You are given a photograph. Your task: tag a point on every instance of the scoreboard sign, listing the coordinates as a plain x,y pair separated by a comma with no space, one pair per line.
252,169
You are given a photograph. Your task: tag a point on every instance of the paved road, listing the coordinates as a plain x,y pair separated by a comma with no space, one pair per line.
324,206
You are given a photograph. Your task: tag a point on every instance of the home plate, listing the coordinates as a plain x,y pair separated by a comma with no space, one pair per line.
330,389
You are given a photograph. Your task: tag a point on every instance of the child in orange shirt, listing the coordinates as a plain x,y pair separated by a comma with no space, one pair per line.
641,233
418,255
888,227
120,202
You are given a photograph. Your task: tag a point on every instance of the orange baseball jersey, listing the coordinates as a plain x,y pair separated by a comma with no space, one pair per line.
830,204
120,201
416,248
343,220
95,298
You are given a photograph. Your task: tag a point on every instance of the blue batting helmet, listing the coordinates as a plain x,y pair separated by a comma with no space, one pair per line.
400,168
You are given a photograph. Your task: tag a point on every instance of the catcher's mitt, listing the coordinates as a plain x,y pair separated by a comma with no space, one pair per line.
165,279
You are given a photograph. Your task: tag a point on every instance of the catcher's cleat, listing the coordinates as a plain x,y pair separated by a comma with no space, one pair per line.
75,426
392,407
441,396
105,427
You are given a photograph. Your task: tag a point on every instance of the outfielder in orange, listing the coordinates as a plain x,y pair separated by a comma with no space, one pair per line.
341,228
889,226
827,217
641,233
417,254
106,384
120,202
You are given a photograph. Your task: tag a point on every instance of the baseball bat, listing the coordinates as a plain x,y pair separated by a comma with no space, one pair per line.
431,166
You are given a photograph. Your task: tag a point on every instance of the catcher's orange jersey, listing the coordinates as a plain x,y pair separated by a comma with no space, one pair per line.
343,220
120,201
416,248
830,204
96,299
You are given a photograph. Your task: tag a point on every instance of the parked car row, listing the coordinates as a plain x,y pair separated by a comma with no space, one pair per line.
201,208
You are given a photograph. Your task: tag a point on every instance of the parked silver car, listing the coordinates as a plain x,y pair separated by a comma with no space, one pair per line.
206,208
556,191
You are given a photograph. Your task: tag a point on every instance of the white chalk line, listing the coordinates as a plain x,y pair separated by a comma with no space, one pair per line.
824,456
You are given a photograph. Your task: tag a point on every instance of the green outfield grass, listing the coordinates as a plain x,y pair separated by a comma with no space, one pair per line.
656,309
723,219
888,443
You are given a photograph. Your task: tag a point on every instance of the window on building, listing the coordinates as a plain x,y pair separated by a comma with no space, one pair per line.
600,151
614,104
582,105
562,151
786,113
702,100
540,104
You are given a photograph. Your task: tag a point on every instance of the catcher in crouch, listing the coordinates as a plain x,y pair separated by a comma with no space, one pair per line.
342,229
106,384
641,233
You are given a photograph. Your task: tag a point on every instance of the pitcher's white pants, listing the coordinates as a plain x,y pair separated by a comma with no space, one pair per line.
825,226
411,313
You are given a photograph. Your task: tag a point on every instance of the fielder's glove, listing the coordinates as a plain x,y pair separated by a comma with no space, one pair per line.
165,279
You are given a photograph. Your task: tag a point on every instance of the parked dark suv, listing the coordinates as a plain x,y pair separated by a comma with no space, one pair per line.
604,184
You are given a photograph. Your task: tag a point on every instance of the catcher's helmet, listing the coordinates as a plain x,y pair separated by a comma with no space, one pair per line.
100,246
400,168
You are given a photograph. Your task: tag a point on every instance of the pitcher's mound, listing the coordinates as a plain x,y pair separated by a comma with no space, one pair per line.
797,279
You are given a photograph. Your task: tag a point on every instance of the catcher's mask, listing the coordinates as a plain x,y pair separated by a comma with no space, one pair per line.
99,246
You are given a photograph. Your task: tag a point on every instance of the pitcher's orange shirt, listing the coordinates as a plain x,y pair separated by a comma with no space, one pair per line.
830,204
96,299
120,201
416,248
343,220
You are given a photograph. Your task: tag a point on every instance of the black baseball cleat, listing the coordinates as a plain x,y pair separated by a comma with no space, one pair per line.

• • • • • • •

- **WHAT NEEDS TO BE DONE**:
Write the data out again in full. Match it word for word.

- **ANSWER FOR THIS EXERCISE**:
You are given a photograph. Your task: tag a point on every instance of the scoreboard sign, listing the coordinates as a plain x,y pair separated by a comma with no space, one pair per line.
252,169
You are given a photograph. Your task: tag a point on every instance of the paved road, listing the coordinates as a plain x,y pair separated by a comma with no space, one pair per line.
324,206
You are given a photograph. Your task: tag a point on every instance of the home plate, listing the coordinates as a plain x,y pair separated by a comma with no space, one pair per line.
330,389
You are given a photograph. Your task: tag a point on every instance of the child in orange shirt, listing the coordinates as a plain x,y pair separated by a comma with no space, one pair per line.
641,233
418,255
888,227
120,202
You are given a photograph. Your task: tag a point on every instance of the orange baseball jersey, listing the coordinates as a plain x,y pair separated by a comma with no space, one pair per line.
830,204
120,201
416,248
343,220
95,298
You are given a photograph. Your task: tag a point on every instance of the blue batting helmet, listing the coordinates as a plain x,y pair separated by a comma with no space, one pair per line.
400,168
You are given a photograph. Your task: tag a point on every instance of the catcher's mitt, listing the coordinates as a plain x,y pair separated by a comma with no space, one pair per line.
165,279
You are given a photograph. Your task: tag a point on every instance of the catcher's cleat, listing the coordinates as a plain x,y pair separated by a comma with no space, one pair per line.
75,426
392,407
441,396
105,427
You are given a photograph. Your task: tag a point on every instance of the outfielder in orange, listing the coordinates as a plain x,y pair separated by a comma with no space, one pair per line.
341,228
889,226
827,217
641,233
417,254
106,384
120,202
You are given a photograph. Your task: tag a point on every instance of the baseball bat, listing the coordinates as a plain x,y pair separated by a comma with no space, one pair per line.
431,166
You are given a photograph. Your task: tag a point on every instance of the catcher's orange jersey, listing the coordinates as a plain x,y pair separated by a comma with no space, one pair per line.
343,220
120,201
416,248
830,204
96,299
You are given a photograph. Your task: tag a point on every instance of the parked car row, listing the coordinates as a plain x,y pair separated by a comma with no space, one pair per line.
201,208
You are given a photograph. Your task: tag a point on every instance of the parked silver car, listing the coordinates as a plain x,y pair separated by a comma with no space, one pair per line.
206,208
556,191
You are given a photograph. Your task: tag a point on every instance of the white chalk line, listing the coordinates as a plain x,y pair separated by a comma with no space, one pair per line.
824,456
You are given a photograph. Your task: tag a point on every instance of the green outfield grass, listing the coordinates as a plain x,y pair separated by a comma with no space, one pair per line.
656,309
723,219
888,443
You are given a photograph. Your task: tag a point on every instance of the window on building, listing the coordinates as a plain x,y pair separated by a comma with no space, one pair per line.
600,151
614,104
582,105
562,151
786,113
702,100
540,104
You are given a photograph. Your task: tag a point on every instance of the catcher in crouch, listing the coordinates as a plain x,y pair separated by a comma with no space, one pair per line.
342,229
106,384
641,233
You are given a photograph. Your task: tag a point on every instance of the pitcher's white pants, listing the coordinates as a plain x,y pair separated by a comma with no space, one pair per line.
825,226
411,313
You are given a photograph. Your task: tag a point on every instance of the fielder's glove, listing the coordinates as a plain x,y pair separated by a comma with no space, one pair per line.
165,279
You are given a photograph. Your task: tag a point on every instance of the parked dark suv, listing the coordinates as a plain x,y pair separated by a comma with no space, one pair per line.
604,184
You are given a photograph. Your task: tag a point on every instance of the catcher's helmet, listing the coordinates as a plain x,y pair separated by a comma with no space, one pair per line.
100,246
400,168
You are given a photograph. Your task: tag a point on every instance of the pitcher's mound, listing the coordinates as a plain x,y pair separated by a comma with no space, one pair per line.
797,279
You are given a photograph. Your task: tag a point on every instance of the catcher's mask, listing the coordinates as a plain x,y pair separated by a comma with no space, one pair per line.
99,246
You are given a photograph. Your task: tag a point on every instance of the pitcher's orange shirt, listing the coordinates as a plain x,y pair separated by a comma with no space, one pair per line.
830,204
96,299
120,201
416,248
343,220
You are given a photograph. Your task: tag a point on every instance of the black baseball cleat, listing the coordinates as a plain x,y pair separated by a comma with no space, one pair per line.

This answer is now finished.